▶ _Aim_: Output the listing below verbatim, line for line, with no changes.

Point labeling examples:
------------------------------------------------
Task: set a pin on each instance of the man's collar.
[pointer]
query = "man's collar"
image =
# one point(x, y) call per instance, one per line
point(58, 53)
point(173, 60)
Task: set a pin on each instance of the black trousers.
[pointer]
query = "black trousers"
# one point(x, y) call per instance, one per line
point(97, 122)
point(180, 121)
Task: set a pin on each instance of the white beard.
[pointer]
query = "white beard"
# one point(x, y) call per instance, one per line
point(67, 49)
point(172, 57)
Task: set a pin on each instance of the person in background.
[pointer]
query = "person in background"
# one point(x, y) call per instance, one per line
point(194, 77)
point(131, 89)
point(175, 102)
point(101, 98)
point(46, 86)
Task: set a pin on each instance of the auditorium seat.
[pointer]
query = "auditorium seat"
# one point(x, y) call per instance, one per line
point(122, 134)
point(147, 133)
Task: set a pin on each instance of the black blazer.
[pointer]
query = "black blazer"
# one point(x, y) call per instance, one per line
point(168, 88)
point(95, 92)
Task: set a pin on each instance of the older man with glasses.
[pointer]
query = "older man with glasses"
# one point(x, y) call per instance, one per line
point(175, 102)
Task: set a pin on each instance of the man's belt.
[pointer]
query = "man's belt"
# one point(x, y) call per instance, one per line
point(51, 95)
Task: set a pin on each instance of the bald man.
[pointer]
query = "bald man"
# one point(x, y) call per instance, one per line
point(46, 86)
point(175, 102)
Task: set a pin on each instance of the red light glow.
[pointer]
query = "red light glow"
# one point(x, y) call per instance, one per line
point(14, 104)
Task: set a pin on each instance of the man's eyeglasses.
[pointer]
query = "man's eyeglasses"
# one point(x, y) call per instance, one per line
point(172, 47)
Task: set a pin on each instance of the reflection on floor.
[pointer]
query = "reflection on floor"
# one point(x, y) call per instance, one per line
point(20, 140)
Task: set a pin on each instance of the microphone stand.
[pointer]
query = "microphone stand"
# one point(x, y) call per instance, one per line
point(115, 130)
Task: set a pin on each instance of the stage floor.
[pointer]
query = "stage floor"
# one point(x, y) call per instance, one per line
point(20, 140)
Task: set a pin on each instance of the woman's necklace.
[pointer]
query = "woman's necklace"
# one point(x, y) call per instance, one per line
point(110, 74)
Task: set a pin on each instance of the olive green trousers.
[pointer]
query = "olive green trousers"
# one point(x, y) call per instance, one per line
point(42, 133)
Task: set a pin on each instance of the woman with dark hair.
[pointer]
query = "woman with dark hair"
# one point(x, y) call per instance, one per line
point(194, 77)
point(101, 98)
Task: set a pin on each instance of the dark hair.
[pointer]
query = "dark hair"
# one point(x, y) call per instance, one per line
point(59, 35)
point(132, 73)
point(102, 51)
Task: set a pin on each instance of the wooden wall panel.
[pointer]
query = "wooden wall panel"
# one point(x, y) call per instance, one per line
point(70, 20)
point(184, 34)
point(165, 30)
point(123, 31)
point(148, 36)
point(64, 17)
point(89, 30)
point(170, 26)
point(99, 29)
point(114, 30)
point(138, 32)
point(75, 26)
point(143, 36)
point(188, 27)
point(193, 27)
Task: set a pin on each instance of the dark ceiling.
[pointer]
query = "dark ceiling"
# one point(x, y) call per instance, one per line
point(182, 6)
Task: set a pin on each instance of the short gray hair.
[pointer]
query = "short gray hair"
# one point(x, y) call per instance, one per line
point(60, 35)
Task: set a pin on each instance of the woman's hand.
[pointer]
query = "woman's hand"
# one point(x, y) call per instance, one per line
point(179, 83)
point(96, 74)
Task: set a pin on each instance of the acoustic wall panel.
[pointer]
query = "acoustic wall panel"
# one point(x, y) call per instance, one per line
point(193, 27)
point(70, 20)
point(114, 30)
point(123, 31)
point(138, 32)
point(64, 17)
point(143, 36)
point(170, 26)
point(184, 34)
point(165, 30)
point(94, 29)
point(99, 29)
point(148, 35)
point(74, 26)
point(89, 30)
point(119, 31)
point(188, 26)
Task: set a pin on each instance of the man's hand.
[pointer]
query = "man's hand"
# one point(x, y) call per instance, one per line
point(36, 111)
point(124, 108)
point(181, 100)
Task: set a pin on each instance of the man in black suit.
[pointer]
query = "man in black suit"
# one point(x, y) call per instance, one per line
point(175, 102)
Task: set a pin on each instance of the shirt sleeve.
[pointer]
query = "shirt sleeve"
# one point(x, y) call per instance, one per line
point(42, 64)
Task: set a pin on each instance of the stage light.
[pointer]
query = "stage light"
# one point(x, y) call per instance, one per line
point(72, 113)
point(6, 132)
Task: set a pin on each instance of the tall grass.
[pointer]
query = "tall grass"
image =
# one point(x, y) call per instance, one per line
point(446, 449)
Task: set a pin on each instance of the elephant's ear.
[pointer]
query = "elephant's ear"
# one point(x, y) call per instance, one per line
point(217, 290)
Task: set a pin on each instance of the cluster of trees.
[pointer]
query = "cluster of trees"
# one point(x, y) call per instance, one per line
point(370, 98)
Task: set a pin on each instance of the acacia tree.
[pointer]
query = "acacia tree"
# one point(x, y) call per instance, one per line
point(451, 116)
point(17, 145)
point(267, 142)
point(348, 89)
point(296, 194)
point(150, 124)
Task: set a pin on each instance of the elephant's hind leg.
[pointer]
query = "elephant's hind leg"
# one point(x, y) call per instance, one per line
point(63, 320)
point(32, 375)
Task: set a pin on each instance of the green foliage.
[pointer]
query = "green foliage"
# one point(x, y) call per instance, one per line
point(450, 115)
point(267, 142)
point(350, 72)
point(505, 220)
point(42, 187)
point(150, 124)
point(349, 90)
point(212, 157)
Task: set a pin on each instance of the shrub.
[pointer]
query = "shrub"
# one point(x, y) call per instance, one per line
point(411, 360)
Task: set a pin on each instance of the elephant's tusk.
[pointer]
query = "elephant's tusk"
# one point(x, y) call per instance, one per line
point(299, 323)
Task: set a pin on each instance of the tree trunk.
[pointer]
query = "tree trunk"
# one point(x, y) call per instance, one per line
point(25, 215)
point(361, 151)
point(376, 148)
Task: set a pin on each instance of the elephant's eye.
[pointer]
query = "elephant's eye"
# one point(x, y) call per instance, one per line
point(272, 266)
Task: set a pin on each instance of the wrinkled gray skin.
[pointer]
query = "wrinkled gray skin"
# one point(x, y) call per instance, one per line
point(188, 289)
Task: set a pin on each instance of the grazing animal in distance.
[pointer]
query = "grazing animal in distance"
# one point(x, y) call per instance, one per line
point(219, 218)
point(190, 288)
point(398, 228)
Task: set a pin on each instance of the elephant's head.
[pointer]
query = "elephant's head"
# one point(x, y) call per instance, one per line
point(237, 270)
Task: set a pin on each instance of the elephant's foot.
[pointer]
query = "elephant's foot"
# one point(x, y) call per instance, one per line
------------------------------------------------
▶ _Output below_:
Task: set a pin on each instance of the man's collar.
[pointer]
query = "man's collar"
image =
# one point(x, y) call per instance, one per line
point(58, 53)
point(173, 60)
Task: set a pin on each instance of the black trousers.
[pointer]
query = "black trousers"
# one point(x, y) call per instance, one per line
point(97, 122)
point(180, 121)
Task: set a pin on each instance of the white beard.
[pointer]
query = "white beard"
# one point(x, y) call per instance, one per line
point(67, 49)
point(172, 57)
Task: set a pin on each instance of the person in background.
[pointer]
query = "person in background"
# one point(x, y) call per instance, one per line
point(194, 77)
point(131, 89)
point(175, 102)
point(101, 98)
point(46, 86)
Task: set a pin on each instance of the auditorium seat.
[pointer]
query = "auditorium seat"
# one point(x, y) call per instance, one per line
point(122, 134)
point(147, 133)
Task: set a pin on each instance of the black blazer.
[pointer]
query = "black blazer"
# one point(x, y) call per instance, one per line
point(168, 88)
point(95, 92)
Task: set a pin on each instance of the older man with glasses.
[pointer]
query = "older man with glasses"
# one point(x, y) call per instance, one per line
point(175, 102)
Task: set a pin on each instance of the man's belt.
[pointer]
query = "man's belt"
# one point(x, y) call per instance, one per line
point(51, 95)
Task: set a pin on each instance of the bald man.
[pointer]
query = "bald man"
# one point(x, y) call per instance, one per line
point(46, 86)
point(175, 102)
Task: set a pin on each instance of the red light glow.
[pointer]
query = "red light glow"
# one point(x, y) call per instance, one per line
point(14, 104)
Task: set a pin on each instance of the man's eyeglasses.
[pointer]
query = "man's eyeglasses"
# one point(x, y) call per instance, one per line
point(172, 47)
Task: set a pin on each instance of the reflection on floor.
[pointer]
query = "reflection on floor"
# one point(x, y) call per instance, one per line
point(20, 140)
Task: set a pin on each instance of the microphone stand.
[pointer]
query = "microphone stand"
# one point(x, y) call per instance, one per line
point(115, 130)
Task: set a pin on each instance of the stage floor.
[pointer]
query = "stage floor"
# one point(x, y) call per instance, one per line
point(20, 140)
Task: set a pin on each instance of the woman's necklace.
[pointer]
query = "woman's necklace"
# one point(x, y) call per instance, one per line
point(110, 74)
Task: set a pin on each instance of the olive green trousers.
[pointer]
query = "olive green trousers"
# one point(x, y) call per instance, one per line
point(42, 133)
Task: set a pin on each instance of the woman with dark hair.
[pointer]
query = "woman with dark hair"
# one point(x, y) call per instance, one per line
point(194, 77)
point(101, 98)
Task: set a pin on each instance of the dark hair.
[pointer]
query = "dark hair"
# one point(x, y) call per instance, one per line
point(59, 35)
point(132, 73)
point(102, 51)
Task: set a pin on each instance of the wooden wall panel.
[pointer]
query = "wooden wall panel"
# one point(x, y) call per instance, one per line
point(70, 20)
point(184, 34)
point(165, 30)
point(123, 31)
point(148, 36)
point(64, 17)
point(89, 30)
point(170, 26)
point(99, 29)
point(114, 30)
point(138, 32)
point(75, 26)
point(143, 36)
point(188, 27)
point(193, 27)
Task: set a pin on each instance of the dark ceiling.
[pointer]
query = "dark ceiling"
# one point(x, y) call per instance, one per line
point(182, 6)
Task: set a pin on each instance of the short gray hair.
[pointer]
query = "short gray hair"
# one point(x, y) call per instance, one per line
point(60, 35)
Task: set a pin on each instance of the woman's hand.
[pointer]
query = "woman's hand"
# one point(x, y) call per instance, one per line
point(179, 83)
point(96, 74)
Task: set a pin on each instance of the acoustic wall panel.
[pointer]
query = "acoustic wall panel"
# one point(x, y) call per instance, one per line
point(193, 27)
point(70, 20)
point(114, 30)
point(123, 31)
point(138, 32)
point(64, 17)
point(143, 36)
point(170, 26)
point(184, 34)
point(165, 30)
point(94, 29)
point(99, 29)
point(148, 35)
point(74, 26)
point(89, 30)
point(119, 31)
point(188, 26)
Task: set a pin on each instance of the man's hand.
[pointer]
query = "man's hand"
# one point(x, y) call per instance, one per line
point(36, 111)
point(124, 108)
point(181, 100)
Task: set a pin on each instance of the man in black suit.
[pointer]
query = "man in black suit"
# one point(x, y) call per instance, one per line
point(175, 102)
Task: set a pin on each instance of the shirt sleeve.
[pointer]
query = "shirt sleeve"
# one point(x, y) call per instance, one per line
point(42, 64)
Task: set a pin on each instance of the stage light.
[pointer]
query = "stage light"
# one point(x, y) call per instance, one per line
point(72, 113)
point(6, 132)
Task: set a pin on each instance of the tall grass.
[pointer]
query = "tall grass"
image =
# one point(x, y) call per instance, one per line
point(446, 449)
Task: set a pin on each instance of the elephant's ear.
[pointer]
query = "elephant's ear"
# one point(x, y) call per instance, one per line
point(217, 290)
Task: set a pin on each instance of the cluster of trees.
[pointer]
query = "cluster of trees"
# one point(x, y) call per instance, one per line
point(370, 98)
Task: set a pin on each instance of the acacia tree.
[pointer]
query = "acacia tree"
# one point(x, y) call per instance, one per line
point(451, 116)
point(17, 145)
point(267, 142)
point(348, 89)
point(296, 194)
point(150, 124)
Task: set a pin on each instance of the elephant's hind leg.
[pointer]
query = "elephant's hind leg"
# one point(x, y) call per instance, one per line
point(63, 320)
point(32, 375)
Task: set a pin on each instance of the green foliage.
[pointer]
query = "green foliage"
# one point(x, y) call per instance, one per line
point(450, 115)
point(267, 142)
point(350, 72)
point(505, 220)
point(42, 187)
point(150, 124)
point(349, 90)
point(212, 157)
Task: set a pin on each instance of the shrub.
[pointer]
query = "shrub"
# one point(x, y) call per instance, one per line
point(411, 360)
Task: set a pin on each instance of the elephant's tusk.
[pointer]
query = "elephant's tusk"
# one point(x, y) call per instance, one per line
point(299, 323)
Task: set a pin on each instance of the tree trunk.
[pointer]
query = "tree trunk"
# one point(x, y) call per instance, one per line
point(25, 215)
point(361, 151)
point(376, 148)
Task: set a pin on each instance of the elephant's eye.
[pointer]
query = "elephant's eye"
# one point(x, y) call per instance, one per line
point(272, 266)
Task: set a pin on each instance of the wrinkled gray skin.
[pointer]
query = "wrinkled gray skin"
# one point(x, y) call per instance, one per line
point(188, 289)
Task: set a pin on each instance of the grazing animal in distance.
[pointer]
query = "grazing animal in distance"
# one point(x, y) call per instance, one per line
point(219, 218)
point(190, 288)
point(398, 228)
Task: set a pin on each instance of the elephant's head.
[pointer]
query = "elephant's head"
# one point(x, y) call per instance, one per line
point(237, 270)
Task: set a pin on each instance of the elephant's foot.
[pointer]
query = "elephant's foot"
# one point(x, y) call per instance, one per line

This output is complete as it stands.